Named-object pointing records:
☆ ☆ ☆
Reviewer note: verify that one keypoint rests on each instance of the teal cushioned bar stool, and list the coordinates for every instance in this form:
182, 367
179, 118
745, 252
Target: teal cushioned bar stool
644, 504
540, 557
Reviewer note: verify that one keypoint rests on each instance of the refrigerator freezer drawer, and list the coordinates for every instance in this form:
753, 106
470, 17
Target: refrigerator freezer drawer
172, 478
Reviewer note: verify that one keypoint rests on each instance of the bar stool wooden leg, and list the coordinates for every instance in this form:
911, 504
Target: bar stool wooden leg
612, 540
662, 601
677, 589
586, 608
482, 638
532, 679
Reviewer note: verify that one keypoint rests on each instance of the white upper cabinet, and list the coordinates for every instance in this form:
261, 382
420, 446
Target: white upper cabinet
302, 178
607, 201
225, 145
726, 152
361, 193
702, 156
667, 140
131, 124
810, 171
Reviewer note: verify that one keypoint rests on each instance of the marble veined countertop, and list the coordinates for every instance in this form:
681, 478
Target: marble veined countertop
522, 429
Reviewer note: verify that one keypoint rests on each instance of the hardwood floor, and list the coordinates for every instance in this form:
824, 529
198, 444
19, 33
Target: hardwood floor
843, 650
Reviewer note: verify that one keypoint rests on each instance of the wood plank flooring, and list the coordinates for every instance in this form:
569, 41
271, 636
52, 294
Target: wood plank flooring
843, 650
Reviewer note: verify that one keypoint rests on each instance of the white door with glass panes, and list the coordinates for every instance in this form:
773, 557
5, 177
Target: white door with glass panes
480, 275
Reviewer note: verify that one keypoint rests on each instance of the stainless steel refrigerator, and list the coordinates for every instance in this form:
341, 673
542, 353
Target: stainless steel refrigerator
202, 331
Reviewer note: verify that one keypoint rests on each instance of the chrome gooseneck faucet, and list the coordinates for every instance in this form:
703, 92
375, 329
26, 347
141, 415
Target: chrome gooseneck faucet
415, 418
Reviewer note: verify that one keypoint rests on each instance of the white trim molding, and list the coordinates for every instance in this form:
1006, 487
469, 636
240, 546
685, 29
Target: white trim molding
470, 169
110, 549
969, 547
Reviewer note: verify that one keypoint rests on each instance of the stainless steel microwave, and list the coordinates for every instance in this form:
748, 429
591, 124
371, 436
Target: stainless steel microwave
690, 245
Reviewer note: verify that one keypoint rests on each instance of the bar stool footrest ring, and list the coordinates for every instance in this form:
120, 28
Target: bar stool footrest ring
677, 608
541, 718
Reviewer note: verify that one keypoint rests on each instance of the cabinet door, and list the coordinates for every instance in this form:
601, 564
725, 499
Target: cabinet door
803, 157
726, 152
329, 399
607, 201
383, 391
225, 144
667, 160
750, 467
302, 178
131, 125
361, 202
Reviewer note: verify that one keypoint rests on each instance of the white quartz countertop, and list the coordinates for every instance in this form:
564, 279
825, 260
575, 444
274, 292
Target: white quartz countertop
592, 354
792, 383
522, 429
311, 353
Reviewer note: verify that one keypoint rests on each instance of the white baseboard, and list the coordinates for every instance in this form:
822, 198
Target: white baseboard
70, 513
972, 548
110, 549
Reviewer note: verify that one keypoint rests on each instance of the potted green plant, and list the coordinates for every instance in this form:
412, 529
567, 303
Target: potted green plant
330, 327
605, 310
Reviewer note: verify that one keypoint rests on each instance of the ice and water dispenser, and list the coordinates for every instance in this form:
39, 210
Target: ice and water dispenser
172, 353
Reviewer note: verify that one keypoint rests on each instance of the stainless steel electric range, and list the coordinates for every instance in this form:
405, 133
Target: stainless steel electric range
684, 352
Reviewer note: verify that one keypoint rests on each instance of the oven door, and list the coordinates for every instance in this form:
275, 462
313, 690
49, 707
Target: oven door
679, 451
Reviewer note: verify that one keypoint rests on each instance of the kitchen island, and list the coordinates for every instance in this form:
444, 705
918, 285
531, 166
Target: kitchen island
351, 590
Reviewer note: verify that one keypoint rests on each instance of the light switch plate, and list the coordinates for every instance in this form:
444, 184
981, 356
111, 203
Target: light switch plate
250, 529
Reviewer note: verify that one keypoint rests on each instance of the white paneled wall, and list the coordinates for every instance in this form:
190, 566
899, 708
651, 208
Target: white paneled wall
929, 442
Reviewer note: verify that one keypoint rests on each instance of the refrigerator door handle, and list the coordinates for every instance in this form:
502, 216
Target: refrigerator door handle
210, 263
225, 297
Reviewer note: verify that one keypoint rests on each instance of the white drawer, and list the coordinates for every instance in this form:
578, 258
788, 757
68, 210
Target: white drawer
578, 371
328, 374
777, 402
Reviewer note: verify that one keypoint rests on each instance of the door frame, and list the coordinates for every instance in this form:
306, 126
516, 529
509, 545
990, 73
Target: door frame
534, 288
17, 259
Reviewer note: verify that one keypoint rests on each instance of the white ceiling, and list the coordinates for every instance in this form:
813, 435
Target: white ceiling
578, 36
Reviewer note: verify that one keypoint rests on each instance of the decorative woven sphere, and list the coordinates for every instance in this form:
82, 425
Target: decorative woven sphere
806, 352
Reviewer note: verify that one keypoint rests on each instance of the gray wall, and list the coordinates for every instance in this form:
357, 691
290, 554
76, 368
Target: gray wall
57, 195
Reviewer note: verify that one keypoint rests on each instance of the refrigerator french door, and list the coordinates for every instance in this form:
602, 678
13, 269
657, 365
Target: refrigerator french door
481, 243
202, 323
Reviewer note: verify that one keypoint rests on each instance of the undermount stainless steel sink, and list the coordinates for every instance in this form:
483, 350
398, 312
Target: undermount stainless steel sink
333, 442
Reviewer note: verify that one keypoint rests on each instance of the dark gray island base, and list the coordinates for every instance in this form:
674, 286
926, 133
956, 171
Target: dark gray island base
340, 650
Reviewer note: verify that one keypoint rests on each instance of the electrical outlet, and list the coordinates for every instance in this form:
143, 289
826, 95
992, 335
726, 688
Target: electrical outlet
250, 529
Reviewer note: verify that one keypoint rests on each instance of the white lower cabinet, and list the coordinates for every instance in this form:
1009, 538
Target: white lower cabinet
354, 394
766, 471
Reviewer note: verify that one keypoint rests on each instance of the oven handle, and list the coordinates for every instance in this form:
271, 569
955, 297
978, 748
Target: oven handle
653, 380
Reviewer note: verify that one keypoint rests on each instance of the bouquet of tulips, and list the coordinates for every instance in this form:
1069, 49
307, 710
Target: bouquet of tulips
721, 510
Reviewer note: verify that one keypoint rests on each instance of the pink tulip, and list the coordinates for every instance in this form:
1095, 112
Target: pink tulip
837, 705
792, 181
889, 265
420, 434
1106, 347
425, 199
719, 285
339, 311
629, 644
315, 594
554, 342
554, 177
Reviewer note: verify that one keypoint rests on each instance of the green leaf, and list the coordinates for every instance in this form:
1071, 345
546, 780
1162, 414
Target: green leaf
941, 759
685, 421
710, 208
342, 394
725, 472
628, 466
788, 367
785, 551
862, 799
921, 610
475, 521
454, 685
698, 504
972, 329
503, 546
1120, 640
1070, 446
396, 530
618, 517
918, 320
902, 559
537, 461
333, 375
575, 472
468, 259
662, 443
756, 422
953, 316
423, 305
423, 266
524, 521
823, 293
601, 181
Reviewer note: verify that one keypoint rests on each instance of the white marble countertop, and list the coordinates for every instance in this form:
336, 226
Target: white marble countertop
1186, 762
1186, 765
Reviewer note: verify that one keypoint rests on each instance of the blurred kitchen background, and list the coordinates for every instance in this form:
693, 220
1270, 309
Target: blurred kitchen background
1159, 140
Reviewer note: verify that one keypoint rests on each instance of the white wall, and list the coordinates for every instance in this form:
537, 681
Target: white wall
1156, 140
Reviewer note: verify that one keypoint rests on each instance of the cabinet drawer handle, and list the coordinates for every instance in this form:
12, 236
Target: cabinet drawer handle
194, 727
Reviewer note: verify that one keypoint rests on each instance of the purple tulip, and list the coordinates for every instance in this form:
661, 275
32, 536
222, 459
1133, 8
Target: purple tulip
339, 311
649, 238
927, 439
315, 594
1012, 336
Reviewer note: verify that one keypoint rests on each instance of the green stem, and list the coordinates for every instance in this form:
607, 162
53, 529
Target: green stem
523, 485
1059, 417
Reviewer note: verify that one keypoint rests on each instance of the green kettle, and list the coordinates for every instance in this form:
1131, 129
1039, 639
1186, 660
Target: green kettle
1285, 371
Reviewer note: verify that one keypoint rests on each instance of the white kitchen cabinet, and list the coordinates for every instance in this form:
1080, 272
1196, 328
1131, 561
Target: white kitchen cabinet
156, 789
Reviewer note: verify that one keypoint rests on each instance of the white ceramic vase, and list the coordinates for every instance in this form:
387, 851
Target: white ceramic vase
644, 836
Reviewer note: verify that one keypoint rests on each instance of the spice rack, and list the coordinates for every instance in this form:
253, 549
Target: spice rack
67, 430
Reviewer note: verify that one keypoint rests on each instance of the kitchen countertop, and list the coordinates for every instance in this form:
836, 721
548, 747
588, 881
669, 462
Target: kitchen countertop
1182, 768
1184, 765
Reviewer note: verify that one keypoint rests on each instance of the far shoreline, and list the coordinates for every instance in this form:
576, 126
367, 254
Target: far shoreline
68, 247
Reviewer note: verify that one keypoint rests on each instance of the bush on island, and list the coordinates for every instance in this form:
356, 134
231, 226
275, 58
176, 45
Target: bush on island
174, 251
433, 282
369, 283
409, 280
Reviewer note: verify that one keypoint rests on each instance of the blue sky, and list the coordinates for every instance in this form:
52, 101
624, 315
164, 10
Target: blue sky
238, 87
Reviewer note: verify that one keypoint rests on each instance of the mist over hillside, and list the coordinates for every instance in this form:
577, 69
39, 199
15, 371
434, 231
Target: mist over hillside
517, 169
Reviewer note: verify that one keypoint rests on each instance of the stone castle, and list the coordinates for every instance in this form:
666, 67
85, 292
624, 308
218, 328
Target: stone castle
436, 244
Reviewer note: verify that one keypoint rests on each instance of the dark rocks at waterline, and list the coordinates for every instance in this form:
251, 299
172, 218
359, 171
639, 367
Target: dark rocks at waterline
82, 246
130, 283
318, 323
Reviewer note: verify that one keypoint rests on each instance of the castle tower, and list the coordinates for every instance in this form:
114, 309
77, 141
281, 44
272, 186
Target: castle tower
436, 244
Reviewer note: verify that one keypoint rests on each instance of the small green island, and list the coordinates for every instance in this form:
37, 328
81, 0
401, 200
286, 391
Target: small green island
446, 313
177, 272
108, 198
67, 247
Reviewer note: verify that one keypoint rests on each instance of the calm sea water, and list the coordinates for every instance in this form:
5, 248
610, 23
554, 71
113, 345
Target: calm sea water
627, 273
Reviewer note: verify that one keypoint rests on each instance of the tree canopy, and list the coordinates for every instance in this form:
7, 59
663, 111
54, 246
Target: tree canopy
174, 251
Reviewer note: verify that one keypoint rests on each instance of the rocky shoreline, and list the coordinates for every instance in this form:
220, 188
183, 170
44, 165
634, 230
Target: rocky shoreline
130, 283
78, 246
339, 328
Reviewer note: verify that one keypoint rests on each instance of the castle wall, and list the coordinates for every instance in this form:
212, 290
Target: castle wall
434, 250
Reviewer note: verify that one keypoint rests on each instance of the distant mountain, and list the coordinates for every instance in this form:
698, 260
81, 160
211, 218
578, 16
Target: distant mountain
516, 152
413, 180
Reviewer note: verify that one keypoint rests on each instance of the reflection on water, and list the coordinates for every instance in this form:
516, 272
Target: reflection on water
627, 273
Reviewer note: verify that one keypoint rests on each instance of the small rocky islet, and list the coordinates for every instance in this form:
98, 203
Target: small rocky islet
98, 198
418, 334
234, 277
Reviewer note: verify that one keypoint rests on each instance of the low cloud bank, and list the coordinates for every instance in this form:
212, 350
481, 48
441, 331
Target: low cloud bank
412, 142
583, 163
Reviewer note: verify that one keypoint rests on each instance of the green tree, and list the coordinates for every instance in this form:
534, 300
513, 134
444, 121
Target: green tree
☆ ☆ ☆
_Goal of the exercise:_
Set down exactly what runs from the line with "the small rocky" to the last line of the data above, including both of those lines and no others.

_Answer:_
Reviewer note: verify that one keypoint rests on each instance of the small rocky islet, and list the coordinates for every instance in this form:
98, 203
Target: small rocky islet
98, 198
418, 334
234, 277
Reviewer note: verify that one keypoint rests on each instance of the low cloud bank, and list the coordinates for every instance in this form:
212, 350
481, 48
441, 331
Target: low cloud bank
412, 142
583, 163
Reviewer note: verify that one keypoint rests on each instance of the green tree, and list the coordinates for every instance in this form:
534, 300
513, 134
444, 121
Target: green tree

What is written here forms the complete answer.